▶ **Passage provided**:

— Begin —

Amanda Cook doesn’t know who is following her or why. She is just a simple college student planning out her future, working at the neighborhood taco shop and living with her great aunt. 
When her best friend’s cousin, Mitch, arrives in town he immediately steals her heart, but someone else wants it more. Her paranoia grows when she spots the same car at odd places around town and starts getting strange letters in the mail. 
One night after class, a man tackles Amanda and wrestles her to the ground. As she fights for her life, she has the heartbreaking realization that her stalker could possibly be someone she knows.

2017 – What will you bring?

Last year was challenging for many, but there were lots of good parts, too. Family. Friends. Good Memories. Good conversations. Good books. Good food. See, it’s not all been bad.

We have a new year upon us. How is it going so far?

With ignited enthusiasm, I’m writing and editing like crazy. Hopefully, that will translate to a new book out soon. I tried the agent search method the past six months with nibbles but no bites. So, again I will adjust my path back to the smaller, independent publishers out there. I’ll let you know how it goes. I’m going through “Every Move You Make” and doing what I hope are final edits, after sharing it with my critique group and other writing buddies, whose opinions I respect.

— End —

▶ **To-do list**:
[A] Answer these questions using the blog excerpt:
(i) Where does Amanda Cook work?
(ii) How is Mitch related to Amanda's best friend?
(iii) What method did the writer try over the past six months?
[B] Extend the blog excerpt about the 2017 writing update, picking up after its final sentence.
The records play no part in this work.

▶ **Extracted material**:
— Begin —

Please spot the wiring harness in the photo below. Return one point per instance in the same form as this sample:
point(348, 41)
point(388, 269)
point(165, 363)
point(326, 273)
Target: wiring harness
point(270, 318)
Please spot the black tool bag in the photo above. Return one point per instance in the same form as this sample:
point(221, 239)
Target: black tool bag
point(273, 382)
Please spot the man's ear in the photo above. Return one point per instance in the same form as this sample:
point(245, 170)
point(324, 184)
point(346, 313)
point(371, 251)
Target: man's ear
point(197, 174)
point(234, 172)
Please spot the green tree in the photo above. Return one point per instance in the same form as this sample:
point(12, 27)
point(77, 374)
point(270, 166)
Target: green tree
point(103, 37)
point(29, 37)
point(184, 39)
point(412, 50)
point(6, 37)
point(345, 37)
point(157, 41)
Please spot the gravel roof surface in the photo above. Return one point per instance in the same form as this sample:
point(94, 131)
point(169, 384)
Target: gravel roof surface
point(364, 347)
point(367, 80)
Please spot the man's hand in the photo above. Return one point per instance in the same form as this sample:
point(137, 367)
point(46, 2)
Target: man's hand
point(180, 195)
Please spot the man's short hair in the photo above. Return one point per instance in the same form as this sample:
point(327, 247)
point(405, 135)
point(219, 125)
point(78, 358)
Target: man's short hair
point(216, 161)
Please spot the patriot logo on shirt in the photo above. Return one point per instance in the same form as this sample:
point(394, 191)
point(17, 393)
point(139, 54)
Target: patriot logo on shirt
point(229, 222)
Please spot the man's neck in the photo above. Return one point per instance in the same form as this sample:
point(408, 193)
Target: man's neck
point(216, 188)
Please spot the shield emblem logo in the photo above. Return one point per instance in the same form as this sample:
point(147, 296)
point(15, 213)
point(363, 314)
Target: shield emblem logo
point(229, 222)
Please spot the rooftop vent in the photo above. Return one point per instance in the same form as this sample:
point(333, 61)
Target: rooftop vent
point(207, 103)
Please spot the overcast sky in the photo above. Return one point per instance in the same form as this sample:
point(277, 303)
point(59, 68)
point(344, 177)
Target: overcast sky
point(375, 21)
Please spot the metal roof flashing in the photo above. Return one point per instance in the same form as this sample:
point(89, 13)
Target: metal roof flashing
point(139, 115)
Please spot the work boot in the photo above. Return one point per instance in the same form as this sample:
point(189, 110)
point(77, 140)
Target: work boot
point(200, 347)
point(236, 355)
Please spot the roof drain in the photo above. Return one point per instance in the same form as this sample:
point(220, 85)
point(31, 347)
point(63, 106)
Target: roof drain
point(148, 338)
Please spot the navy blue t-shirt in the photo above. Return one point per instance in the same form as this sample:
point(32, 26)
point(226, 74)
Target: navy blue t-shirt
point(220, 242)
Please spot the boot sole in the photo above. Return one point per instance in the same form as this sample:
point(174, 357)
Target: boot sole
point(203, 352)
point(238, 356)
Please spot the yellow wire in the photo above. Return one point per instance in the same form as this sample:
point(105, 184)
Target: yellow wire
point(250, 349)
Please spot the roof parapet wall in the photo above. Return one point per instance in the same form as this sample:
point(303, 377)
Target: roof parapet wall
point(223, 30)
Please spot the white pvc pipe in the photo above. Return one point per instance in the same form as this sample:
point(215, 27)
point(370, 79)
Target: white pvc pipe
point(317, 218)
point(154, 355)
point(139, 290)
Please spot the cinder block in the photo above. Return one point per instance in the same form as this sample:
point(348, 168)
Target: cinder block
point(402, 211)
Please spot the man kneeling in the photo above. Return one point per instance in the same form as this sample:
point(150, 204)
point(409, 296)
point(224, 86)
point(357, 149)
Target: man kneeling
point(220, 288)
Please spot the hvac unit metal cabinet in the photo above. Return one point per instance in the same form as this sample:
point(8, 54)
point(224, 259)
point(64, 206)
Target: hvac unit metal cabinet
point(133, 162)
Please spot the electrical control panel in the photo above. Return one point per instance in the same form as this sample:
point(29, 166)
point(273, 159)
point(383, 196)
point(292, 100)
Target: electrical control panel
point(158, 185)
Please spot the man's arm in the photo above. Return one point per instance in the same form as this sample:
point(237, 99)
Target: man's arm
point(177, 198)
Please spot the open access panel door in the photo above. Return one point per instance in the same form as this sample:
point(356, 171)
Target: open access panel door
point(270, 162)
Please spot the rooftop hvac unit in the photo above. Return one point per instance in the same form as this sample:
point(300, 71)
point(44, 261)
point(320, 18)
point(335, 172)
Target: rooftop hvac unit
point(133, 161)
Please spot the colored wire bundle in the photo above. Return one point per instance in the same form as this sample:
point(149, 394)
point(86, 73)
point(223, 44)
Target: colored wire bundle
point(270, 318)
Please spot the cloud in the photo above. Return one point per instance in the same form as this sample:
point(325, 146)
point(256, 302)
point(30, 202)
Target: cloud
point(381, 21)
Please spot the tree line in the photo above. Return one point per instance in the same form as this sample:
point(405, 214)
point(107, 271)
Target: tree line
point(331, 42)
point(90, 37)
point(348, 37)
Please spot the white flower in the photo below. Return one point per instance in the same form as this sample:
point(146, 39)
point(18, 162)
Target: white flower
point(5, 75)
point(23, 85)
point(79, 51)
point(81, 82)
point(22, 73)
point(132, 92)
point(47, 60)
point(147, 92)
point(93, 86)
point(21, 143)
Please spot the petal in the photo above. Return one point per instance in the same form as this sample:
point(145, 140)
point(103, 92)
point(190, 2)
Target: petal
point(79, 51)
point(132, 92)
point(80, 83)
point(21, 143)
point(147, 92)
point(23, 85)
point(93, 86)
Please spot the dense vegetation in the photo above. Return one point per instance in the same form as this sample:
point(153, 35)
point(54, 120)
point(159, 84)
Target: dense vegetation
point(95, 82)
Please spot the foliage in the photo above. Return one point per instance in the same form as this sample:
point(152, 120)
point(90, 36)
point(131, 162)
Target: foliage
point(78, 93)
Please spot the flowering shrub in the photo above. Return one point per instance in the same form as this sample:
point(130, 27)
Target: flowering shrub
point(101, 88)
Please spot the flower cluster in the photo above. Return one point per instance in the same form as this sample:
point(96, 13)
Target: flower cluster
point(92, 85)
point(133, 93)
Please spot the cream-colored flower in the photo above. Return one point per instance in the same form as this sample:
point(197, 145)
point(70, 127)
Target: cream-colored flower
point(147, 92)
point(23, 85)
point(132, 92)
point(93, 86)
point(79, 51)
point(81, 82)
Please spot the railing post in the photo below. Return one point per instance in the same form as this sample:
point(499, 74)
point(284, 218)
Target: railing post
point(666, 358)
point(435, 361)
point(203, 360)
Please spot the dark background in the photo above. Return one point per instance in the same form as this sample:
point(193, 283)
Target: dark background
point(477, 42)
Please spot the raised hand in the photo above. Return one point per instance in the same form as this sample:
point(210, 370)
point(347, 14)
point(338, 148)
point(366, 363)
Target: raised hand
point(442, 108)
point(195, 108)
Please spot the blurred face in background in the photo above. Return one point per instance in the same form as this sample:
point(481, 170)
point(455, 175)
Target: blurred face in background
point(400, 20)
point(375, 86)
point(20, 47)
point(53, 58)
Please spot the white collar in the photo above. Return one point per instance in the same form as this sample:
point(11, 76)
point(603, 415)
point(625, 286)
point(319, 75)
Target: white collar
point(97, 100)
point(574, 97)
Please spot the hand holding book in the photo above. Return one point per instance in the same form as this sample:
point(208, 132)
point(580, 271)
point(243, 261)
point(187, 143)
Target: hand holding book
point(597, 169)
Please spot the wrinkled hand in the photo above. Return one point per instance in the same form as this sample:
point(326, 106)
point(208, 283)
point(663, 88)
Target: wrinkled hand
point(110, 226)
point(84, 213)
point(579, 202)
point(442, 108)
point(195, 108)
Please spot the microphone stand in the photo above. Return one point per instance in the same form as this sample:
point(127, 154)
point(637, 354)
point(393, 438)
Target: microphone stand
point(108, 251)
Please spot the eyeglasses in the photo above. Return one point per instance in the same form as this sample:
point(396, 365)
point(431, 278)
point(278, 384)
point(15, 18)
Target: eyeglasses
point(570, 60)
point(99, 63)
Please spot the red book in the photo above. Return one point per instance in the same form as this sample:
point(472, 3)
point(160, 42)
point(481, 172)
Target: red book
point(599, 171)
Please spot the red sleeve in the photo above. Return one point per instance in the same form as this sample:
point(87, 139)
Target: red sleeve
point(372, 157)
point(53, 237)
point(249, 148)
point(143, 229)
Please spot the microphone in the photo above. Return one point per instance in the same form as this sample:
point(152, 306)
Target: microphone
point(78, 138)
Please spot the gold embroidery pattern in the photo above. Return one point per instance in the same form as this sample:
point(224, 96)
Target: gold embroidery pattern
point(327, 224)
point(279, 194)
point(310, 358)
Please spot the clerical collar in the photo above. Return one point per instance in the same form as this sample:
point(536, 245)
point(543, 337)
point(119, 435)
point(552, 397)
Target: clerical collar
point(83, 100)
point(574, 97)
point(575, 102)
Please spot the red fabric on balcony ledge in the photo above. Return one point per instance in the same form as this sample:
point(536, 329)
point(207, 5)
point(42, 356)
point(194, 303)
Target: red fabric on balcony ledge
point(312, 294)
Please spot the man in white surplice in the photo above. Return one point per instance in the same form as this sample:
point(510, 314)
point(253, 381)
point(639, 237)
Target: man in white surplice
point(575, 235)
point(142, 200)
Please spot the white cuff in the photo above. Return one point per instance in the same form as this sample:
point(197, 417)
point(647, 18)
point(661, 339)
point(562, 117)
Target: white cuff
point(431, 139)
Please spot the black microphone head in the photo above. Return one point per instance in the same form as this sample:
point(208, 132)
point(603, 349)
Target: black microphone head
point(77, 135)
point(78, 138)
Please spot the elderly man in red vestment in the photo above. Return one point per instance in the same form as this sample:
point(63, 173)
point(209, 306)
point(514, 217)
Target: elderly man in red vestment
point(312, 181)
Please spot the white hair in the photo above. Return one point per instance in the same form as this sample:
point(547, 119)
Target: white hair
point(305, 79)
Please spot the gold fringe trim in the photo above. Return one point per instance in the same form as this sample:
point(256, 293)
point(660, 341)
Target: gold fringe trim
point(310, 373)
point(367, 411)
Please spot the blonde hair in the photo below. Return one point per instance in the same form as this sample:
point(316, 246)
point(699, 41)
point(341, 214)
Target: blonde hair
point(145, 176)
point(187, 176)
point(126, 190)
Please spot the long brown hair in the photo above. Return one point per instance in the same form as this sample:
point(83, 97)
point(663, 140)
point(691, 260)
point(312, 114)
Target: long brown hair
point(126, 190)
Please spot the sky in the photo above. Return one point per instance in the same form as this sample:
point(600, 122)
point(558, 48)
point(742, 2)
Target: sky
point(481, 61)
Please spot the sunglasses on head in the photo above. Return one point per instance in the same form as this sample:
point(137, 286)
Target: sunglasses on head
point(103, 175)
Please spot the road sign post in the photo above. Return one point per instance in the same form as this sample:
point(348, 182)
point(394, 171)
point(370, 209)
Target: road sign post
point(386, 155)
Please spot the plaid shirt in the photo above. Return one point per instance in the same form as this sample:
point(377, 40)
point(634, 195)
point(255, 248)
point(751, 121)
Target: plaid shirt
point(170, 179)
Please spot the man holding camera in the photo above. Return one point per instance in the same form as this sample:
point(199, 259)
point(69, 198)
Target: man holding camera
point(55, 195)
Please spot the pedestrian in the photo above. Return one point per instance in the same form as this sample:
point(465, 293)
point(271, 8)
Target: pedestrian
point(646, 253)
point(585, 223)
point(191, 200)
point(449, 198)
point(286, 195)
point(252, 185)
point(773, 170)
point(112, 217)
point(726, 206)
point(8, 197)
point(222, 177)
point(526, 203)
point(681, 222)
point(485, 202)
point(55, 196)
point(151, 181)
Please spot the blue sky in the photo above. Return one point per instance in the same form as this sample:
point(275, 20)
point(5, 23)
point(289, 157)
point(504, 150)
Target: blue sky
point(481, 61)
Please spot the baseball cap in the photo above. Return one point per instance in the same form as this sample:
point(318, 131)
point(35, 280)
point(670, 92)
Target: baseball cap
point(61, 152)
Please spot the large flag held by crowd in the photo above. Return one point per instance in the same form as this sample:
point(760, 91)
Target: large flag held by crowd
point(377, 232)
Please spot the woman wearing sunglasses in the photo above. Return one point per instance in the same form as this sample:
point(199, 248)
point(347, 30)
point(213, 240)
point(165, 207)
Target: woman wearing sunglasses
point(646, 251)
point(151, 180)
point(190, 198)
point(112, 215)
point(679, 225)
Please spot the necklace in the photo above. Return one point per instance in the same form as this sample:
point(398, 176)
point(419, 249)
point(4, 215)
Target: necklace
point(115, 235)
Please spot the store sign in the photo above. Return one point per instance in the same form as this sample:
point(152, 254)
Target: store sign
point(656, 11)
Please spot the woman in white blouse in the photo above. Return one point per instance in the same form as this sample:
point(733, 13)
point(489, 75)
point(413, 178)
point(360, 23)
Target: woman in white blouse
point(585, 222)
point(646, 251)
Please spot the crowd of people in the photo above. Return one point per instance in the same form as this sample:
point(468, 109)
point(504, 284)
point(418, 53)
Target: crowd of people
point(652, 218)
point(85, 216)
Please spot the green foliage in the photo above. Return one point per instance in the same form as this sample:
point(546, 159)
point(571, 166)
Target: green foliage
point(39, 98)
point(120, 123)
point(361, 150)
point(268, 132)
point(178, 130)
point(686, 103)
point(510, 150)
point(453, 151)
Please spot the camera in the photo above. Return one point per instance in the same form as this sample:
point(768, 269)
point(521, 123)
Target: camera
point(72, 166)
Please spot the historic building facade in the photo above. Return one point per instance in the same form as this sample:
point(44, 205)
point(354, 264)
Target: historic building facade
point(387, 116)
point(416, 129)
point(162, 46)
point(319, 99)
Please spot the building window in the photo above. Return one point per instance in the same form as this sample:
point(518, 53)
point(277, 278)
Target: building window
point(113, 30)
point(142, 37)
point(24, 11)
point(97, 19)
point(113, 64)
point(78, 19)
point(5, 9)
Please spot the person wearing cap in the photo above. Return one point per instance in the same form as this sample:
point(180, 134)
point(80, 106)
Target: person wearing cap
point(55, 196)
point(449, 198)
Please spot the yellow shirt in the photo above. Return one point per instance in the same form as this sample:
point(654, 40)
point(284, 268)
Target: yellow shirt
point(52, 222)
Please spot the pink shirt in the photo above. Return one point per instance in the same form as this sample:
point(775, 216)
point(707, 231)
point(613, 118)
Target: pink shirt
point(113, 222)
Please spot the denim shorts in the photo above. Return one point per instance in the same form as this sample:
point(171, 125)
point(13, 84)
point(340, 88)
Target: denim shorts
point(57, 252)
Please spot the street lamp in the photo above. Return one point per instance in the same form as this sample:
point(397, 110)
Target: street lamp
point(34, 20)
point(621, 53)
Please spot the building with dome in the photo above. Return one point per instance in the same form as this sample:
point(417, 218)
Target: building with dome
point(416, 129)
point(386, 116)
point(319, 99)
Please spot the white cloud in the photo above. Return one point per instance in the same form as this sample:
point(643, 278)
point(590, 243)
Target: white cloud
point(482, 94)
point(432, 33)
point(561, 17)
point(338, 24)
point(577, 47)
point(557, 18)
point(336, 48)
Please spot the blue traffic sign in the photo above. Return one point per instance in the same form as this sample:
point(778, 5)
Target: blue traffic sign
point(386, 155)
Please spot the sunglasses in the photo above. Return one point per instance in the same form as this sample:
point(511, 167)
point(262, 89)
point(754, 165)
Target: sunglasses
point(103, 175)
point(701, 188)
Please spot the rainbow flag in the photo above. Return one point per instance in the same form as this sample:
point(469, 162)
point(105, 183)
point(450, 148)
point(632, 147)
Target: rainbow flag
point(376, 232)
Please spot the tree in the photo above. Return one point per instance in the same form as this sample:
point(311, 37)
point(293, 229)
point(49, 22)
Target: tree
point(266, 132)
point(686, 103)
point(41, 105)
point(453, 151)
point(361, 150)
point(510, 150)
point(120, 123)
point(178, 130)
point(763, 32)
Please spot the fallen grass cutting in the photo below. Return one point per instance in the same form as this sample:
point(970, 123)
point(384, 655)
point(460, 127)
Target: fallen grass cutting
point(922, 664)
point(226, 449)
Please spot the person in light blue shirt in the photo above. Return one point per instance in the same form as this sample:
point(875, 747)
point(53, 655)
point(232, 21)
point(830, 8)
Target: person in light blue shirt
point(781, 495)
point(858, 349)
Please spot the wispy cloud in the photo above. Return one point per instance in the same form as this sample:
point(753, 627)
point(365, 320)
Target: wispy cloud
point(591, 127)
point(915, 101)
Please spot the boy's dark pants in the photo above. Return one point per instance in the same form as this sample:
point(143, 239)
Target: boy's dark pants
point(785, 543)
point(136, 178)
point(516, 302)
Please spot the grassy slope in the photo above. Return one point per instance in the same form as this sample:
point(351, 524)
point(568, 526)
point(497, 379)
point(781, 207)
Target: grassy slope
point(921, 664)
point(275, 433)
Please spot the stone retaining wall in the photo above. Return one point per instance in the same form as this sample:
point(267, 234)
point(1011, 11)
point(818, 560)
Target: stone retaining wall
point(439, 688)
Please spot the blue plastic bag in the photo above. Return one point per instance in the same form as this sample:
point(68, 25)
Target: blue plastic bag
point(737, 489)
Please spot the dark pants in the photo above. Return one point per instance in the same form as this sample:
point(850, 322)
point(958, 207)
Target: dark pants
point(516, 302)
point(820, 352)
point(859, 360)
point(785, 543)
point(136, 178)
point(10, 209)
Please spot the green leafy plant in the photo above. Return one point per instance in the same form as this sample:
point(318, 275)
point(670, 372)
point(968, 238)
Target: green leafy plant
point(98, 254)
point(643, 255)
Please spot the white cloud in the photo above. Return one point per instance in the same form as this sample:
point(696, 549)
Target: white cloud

— End —

▶ **Solved problems**:
[A]
(i) At the neighborhood taco shop.
(ii) He is her best friend's cousin.
(iii) The agent search method.

[B]
For those of you readers who are looking for another book in the feisty family series, I will resume working on it next. I have a good start beginning five years after “Patchwork Family” ends. The kids are growing up, Peggy has her own cafe business with Tom in the kitchen and Tillie supplying the desserts. Tad is in college and Megan is in high school and thinking college might not be what she wants. But we all know she is the most book-smart of the kids and Peggy is concerned her little sister is going on the wrong track. Oh, and did I mention Megan may be in the midst of her first crush?

That is all for later.

Let me tell you a little about “Every Move You Make, I’ll Be Watching.” Just like the song Sting sang in the 80’s, someone is watching Amanda Cook – at work, at home, at school, everywhere she goes. At eighteen she’s a bit oblivious since she has her own inner struggles with the departure of her parents, the relationships with her best friends Sarah and Andrew, as well as her first love, Mitch Roman. Even though Amanda has the adorable Great Aunt Faye to live with she feels lonely and afraid of the future. I’d better stop before I spoil the surprises in store for readers and Amanda in this New/Young Adult novel.

Sorry, I haven’t blogged much the past year. (I’ve been really busy editing and looking for an agent.) You can find writers advice from me and other talented authors on Author Expressions blog. I post there once a month. It’s a good place for writers to hang out and find support.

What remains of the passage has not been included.